Population (2018-01-01)
- • Total: 9,228
- • Density: 58.65/km^{2} (151.9/sq mi)
- Postal codes: 5600
- NIS code: 93056
- Area codes: 071
- Website: www.philippeville.be

= Philippeville =

City in Namur Province, Wallonia, Belgium

Philippeville (/fr/; Flipveye) is a city and municipality of Wallonia located in the province of Namur, Belgium. The Philippeville municipality includes the former municipalities of Fagnolle, Franchimont, Jamagne, Jamiolle, Merlemont, Neuville, Omezée, Roly, Romedenne, Samart, Sart-en-Fagne, Sautour, Surice, Villers-en-Fagne, Villers-le-Gambon, and Vodecée.

==History==

===The foundation of Philippeville===
At the beginning of the 16th century, the Philippeville region was on the boundary between Charles V's Burgundian Netherlands and Francis I's France. Fighting around Philippeville did not start, however, until 1554, after Henry II had succeeded his father on the throne. This area was ideal for an attack as it was covered with forests, sparsely populated and divided among the County of Hainaut, that of Namur, by now part of Burgundy, and the Prince-Bishopric of Liège. The medieval forts in the area were taken and pillaged one after the other. The fortress of Mariembourg, close to Couvin, and the town of Givet soon fell to the French. In 1555, Charles V's new commander, William the Silent, established a new fort in the village of Echerennes, a village known since the 9th century. He garrisoned his troops there as soon as the fort was completed, barely four months after the start of construction.

In 1556, Charles V named his new fortress Philippeville in honour of his son, Philip II of Spain, who would succeed him in the Netherlands – and on the city – the following year.

===From 1557 to present===

In 1659, the Treaty of the Pyrenees stopped the Franco-Spanish War (1635–59) and most frontier cities became French, until Napoleon's defeat at Waterloo. Philippeville itself was one of the final French fortresses to surrender following Waterloo in 1815. There was then a brief Dutch interlude until the Belgian Revolution in 1830.

A treaty drafted in London on 15 November 1831, which the Netherlands refused to sign, was followed by the Treaty of London (1839), which created the Kingdom of Belgium. Part of the terms of the treaty required the Philippeville's fortifications, along with those of Menin, Ath, Mons and Mariembourg, to be dismantled. Philippeville's defensive walls were dismantled in 1856 under the reign of King Leopold I, in accordance with the terms of the treaty, having been declared superfluous on account of Belgium's enforced neutrality, and have been replaced by the wide boulevards that circle the city today.

==Sights==

- Ten kilometres of underground passages dating from the foundation of the city can still be explored under Philippeville. Some sections are open to tourists.

==Born in Philippeville==

- Jérôme-Joseph de Momigny, a noted composer and musicologist of the classical/romantic period, was born here on 20 January 1762.

» **Tasks to carry out**
1 - From the text on Philippeville, list every place whose fortifications the treaty terms required to be dismantled.
2 - In the text on Philippeville, take everything from "A treaty drafted" down to "the city today." and write it out again, swapping "fortifications" for "defenses".

» **Data supplied**
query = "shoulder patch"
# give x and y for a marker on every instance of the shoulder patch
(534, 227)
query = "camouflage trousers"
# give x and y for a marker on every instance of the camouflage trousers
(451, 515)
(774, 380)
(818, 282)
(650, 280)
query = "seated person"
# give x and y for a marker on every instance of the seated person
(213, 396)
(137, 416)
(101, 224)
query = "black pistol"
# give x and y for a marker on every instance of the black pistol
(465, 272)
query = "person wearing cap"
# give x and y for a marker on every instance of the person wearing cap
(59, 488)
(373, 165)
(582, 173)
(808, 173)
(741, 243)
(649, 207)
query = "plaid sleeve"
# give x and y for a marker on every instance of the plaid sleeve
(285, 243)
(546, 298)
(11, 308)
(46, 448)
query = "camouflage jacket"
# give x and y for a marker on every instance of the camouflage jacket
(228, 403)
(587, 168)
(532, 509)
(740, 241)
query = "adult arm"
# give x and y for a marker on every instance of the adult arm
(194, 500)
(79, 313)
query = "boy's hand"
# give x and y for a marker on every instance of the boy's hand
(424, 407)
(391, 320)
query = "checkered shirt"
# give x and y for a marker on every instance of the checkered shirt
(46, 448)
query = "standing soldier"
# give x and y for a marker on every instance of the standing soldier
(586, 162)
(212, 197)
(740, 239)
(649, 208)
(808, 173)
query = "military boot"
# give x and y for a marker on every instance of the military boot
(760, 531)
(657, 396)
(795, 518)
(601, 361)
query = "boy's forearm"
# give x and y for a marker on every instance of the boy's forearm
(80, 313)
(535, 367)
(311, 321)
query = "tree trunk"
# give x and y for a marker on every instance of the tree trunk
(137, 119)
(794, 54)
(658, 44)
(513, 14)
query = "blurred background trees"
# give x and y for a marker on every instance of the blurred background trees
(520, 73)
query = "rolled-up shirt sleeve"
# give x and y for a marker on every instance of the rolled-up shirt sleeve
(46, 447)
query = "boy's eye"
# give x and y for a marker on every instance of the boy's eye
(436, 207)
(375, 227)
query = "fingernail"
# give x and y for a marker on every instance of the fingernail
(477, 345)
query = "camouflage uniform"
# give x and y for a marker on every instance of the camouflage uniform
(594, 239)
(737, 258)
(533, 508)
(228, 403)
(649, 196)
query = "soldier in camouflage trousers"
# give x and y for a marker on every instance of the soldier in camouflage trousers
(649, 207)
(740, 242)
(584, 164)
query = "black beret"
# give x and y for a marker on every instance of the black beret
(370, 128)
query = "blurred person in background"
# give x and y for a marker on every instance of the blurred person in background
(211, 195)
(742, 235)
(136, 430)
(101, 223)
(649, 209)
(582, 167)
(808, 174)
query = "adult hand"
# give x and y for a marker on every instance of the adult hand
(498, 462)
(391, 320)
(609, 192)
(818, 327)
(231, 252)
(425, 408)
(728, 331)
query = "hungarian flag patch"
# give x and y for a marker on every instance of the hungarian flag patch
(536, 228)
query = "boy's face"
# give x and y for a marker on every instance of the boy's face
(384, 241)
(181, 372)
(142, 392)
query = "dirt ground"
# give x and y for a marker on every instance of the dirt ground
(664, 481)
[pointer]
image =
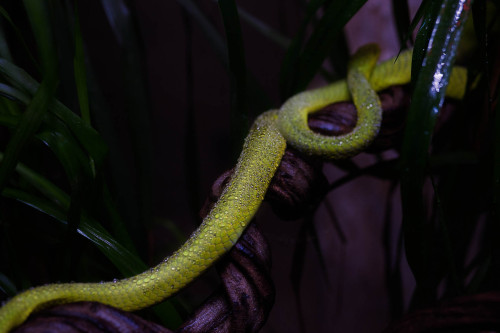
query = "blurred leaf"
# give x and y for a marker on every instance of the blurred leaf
(86, 135)
(322, 39)
(213, 36)
(125, 261)
(292, 55)
(237, 74)
(442, 36)
(256, 99)
(7, 286)
(4, 46)
(79, 68)
(29, 123)
(42, 31)
(264, 29)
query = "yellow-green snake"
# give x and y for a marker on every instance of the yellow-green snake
(260, 157)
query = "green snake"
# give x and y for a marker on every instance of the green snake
(260, 157)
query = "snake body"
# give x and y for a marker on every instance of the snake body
(260, 157)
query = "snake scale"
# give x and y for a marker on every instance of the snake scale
(260, 157)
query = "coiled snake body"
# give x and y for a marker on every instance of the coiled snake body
(260, 157)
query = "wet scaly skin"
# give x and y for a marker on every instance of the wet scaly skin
(260, 157)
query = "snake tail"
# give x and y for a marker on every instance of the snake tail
(219, 231)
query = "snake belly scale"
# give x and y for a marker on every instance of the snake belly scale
(260, 157)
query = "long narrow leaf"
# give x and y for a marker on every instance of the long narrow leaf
(28, 125)
(427, 100)
(125, 261)
(86, 135)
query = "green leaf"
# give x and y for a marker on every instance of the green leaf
(79, 68)
(29, 123)
(291, 58)
(124, 260)
(86, 135)
(124, 27)
(442, 36)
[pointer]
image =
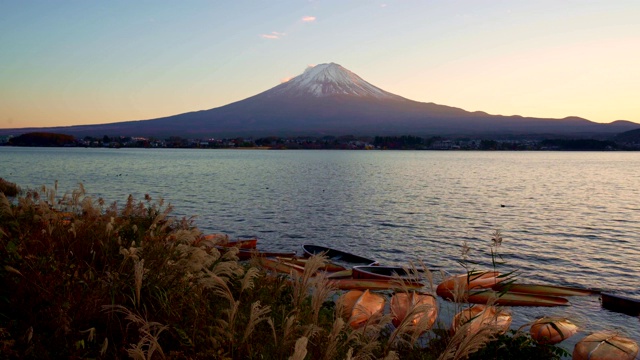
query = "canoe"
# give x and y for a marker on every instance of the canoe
(371, 284)
(552, 331)
(549, 290)
(480, 316)
(384, 273)
(467, 282)
(360, 306)
(605, 345)
(246, 254)
(406, 307)
(621, 304)
(336, 255)
(281, 266)
(328, 267)
(223, 240)
(515, 299)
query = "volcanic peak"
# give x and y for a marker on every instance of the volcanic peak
(330, 79)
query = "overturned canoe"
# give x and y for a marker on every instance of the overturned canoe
(459, 286)
(621, 304)
(246, 254)
(605, 345)
(358, 307)
(515, 299)
(479, 316)
(549, 290)
(552, 331)
(417, 308)
(372, 284)
(281, 266)
(384, 273)
(336, 255)
(328, 267)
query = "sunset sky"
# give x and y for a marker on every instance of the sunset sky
(89, 62)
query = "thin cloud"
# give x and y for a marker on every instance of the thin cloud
(273, 35)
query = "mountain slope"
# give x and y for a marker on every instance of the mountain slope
(329, 99)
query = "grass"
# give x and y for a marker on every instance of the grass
(84, 279)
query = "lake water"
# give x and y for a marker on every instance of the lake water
(567, 218)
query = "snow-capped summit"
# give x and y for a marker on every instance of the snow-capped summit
(330, 79)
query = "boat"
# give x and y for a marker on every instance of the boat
(552, 331)
(246, 254)
(514, 299)
(280, 266)
(460, 285)
(358, 307)
(384, 273)
(372, 284)
(605, 345)
(405, 305)
(336, 255)
(480, 316)
(328, 267)
(621, 304)
(550, 290)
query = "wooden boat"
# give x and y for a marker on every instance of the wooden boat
(372, 284)
(515, 299)
(384, 273)
(620, 304)
(360, 306)
(552, 331)
(479, 316)
(281, 266)
(549, 290)
(336, 255)
(246, 254)
(466, 282)
(405, 304)
(605, 345)
(328, 267)
(223, 240)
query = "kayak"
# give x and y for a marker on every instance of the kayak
(552, 331)
(223, 240)
(384, 273)
(336, 255)
(549, 290)
(405, 306)
(465, 282)
(281, 266)
(372, 284)
(246, 254)
(621, 304)
(328, 267)
(515, 299)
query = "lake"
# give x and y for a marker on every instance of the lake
(567, 218)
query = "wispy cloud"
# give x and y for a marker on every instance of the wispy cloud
(273, 35)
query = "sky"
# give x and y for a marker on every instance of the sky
(91, 62)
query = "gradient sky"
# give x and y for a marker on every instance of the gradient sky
(89, 62)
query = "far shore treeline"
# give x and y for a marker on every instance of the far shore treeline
(627, 141)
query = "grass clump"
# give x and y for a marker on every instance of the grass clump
(83, 279)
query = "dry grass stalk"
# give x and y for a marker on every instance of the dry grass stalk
(300, 350)
(333, 340)
(148, 344)
(256, 316)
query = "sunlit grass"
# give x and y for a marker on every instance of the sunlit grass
(84, 279)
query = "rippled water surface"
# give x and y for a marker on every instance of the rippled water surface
(567, 218)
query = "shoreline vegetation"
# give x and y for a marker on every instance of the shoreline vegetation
(629, 141)
(85, 279)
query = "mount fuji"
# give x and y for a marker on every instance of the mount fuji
(328, 99)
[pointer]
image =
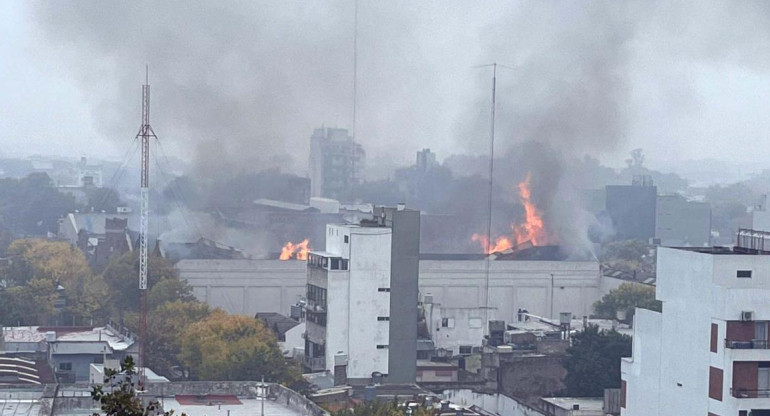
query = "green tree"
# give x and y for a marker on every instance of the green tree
(88, 299)
(32, 205)
(593, 362)
(122, 277)
(32, 258)
(626, 298)
(166, 325)
(122, 399)
(169, 290)
(35, 271)
(30, 304)
(234, 347)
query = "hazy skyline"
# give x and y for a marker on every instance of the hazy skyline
(246, 81)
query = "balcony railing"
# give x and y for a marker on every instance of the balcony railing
(314, 363)
(750, 394)
(757, 344)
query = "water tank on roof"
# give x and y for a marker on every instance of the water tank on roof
(370, 393)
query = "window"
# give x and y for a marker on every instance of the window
(715, 383)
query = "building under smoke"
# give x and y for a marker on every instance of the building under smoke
(336, 163)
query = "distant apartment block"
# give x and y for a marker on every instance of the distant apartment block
(682, 223)
(632, 209)
(336, 163)
(707, 353)
(348, 303)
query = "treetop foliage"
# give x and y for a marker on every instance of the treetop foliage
(593, 363)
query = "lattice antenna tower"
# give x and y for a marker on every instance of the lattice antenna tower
(145, 134)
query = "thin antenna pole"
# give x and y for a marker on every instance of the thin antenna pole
(489, 206)
(355, 68)
(145, 133)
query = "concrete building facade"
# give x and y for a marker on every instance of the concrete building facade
(251, 286)
(682, 223)
(632, 209)
(707, 352)
(348, 302)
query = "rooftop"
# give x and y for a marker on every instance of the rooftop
(585, 403)
(246, 407)
(19, 407)
(289, 206)
(65, 335)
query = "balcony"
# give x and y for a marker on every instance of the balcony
(314, 363)
(750, 394)
(757, 344)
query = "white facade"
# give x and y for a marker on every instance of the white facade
(544, 288)
(452, 328)
(349, 309)
(250, 286)
(697, 356)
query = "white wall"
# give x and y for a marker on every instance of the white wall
(466, 326)
(494, 403)
(642, 372)
(369, 270)
(669, 373)
(575, 285)
(250, 286)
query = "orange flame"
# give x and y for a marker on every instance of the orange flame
(502, 243)
(532, 231)
(298, 251)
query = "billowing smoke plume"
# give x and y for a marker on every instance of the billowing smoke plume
(239, 84)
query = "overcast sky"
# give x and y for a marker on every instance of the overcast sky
(248, 81)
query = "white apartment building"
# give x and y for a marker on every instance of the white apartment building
(707, 352)
(348, 302)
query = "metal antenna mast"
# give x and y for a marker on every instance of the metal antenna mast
(491, 176)
(145, 133)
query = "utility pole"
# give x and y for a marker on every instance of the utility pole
(144, 134)
(263, 395)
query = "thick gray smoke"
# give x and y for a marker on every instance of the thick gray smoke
(239, 84)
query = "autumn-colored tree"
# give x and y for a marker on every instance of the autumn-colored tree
(57, 261)
(169, 290)
(593, 361)
(165, 326)
(626, 298)
(30, 304)
(234, 347)
(36, 269)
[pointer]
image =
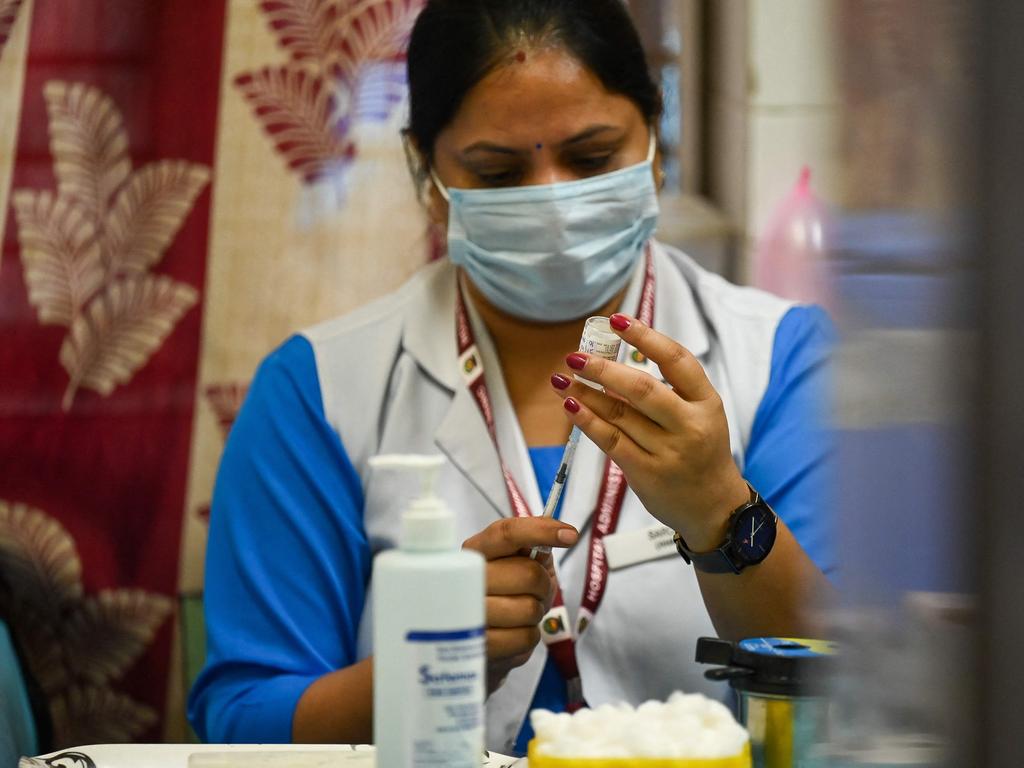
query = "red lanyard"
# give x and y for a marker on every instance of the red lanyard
(555, 627)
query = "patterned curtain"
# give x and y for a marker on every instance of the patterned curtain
(183, 183)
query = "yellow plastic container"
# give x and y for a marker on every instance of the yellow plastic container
(544, 761)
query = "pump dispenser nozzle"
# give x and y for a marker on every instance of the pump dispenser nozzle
(427, 524)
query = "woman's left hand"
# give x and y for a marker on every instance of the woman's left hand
(672, 442)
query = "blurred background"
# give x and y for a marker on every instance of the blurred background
(183, 183)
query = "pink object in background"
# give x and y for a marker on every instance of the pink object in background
(791, 258)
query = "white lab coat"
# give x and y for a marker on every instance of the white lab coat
(390, 383)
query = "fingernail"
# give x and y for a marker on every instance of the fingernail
(559, 382)
(576, 360)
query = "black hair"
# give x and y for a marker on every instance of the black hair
(455, 43)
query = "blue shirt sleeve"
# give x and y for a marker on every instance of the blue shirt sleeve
(792, 453)
(288, 560)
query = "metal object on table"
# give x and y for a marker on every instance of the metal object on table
(782, 697)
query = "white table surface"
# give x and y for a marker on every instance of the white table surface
(225, 756)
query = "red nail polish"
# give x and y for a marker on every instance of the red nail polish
(559, 382)
(576, 360)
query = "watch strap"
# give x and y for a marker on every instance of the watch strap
(718, 560)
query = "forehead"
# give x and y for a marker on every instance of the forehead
(538, 95)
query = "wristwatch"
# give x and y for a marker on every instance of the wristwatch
(752, 535)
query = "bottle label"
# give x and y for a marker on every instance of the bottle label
(448, 697)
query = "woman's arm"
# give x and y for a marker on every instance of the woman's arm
(288, 559)
(673, 445)
(337, 708)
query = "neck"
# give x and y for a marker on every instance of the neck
(517, 340)
(529, 352)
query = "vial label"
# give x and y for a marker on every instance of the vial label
(448, 697)
(600, 347)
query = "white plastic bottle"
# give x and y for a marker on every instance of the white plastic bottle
(429, 655)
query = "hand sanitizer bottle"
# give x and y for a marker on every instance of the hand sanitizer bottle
(429, 654)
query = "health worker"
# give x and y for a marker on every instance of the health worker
(698, 503)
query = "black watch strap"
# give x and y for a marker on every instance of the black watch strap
(716, 561)
(720, 560)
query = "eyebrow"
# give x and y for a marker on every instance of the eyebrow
(584, 135)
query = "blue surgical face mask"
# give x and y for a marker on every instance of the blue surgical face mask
(553, 252)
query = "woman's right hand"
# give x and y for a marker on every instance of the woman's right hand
(519, 590)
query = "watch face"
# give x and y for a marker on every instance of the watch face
(754, 534)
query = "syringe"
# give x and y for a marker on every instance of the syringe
(598, 340)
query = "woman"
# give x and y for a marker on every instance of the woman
(534, 124)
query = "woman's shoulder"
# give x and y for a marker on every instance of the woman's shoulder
(719, 296)
(427, 291)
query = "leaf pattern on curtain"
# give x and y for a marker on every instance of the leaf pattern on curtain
(77, 645)
(345, 67)
(8, 14)
(87, 250)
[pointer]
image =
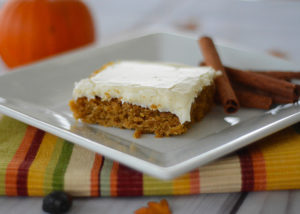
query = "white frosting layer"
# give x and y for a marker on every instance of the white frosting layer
(171, 88)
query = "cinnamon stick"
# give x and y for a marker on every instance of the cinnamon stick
(285, 75)
(224, 89)
(263, 82)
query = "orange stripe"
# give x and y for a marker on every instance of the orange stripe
(259, 170)
(13, 166)
(114, 179)
(195, 182)
(95, 175)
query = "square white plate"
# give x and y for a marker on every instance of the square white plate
(39, 95)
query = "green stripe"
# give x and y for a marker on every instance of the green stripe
(105, 177)
(12, 133)
(48, 178)
(61, 167)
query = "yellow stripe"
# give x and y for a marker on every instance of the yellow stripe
(221, 176)
(48, 176)
(77, 180)
(153, 186)
(38, 167)
(181, 185)
(282, 160)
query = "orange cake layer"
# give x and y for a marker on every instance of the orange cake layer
(115, 113)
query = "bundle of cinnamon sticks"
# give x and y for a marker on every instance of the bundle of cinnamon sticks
(252, 89)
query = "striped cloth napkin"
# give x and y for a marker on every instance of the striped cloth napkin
(34, 163)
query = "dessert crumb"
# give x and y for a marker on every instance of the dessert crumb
(137, 134)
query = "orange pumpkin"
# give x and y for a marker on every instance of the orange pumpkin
(34, 29)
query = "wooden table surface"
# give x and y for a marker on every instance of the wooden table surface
(269, 26)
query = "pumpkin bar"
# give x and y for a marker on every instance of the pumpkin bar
(159, 98)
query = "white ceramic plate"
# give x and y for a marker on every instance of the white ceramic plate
(39, 95)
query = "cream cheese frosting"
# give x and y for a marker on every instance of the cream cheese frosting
(167, 87)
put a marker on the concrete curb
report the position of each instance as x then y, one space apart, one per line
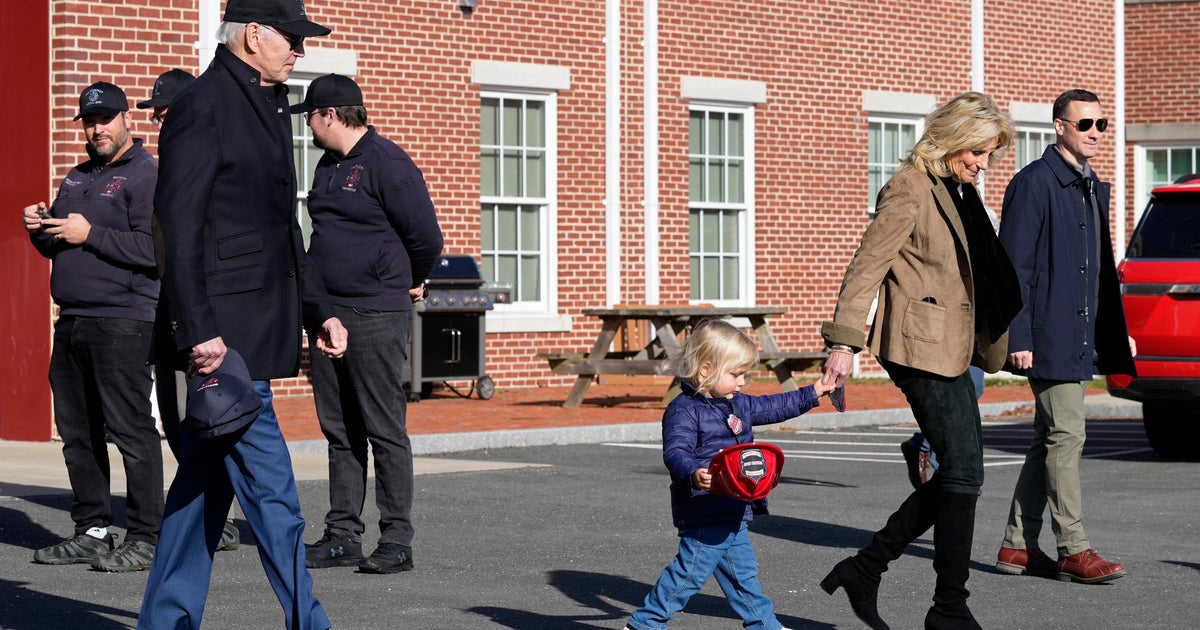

» **Solutions to the exercise**
1 - Philippeville, Menin, Ath, Mons, Mariembourg

2 -
A treaty drafted in London on 15 November 1831, which the Netherlands refused to sign, was followed by the Treaty of London (1839), which created the Kingdom of Belgium. Part of the terms of the treaty required the Philippeville's defenses, along with those of Menin, Ath, Mons and Mariembourg, to be dismantled. Philippeville's defensive walls were dismantled in 1856 under the reign of King Leopold I, in accordance with the terms of the treaty, having been declared superfluous on account of Belgium's enforced neutrality, and have been replaced by the wide boulevards that circle the city today.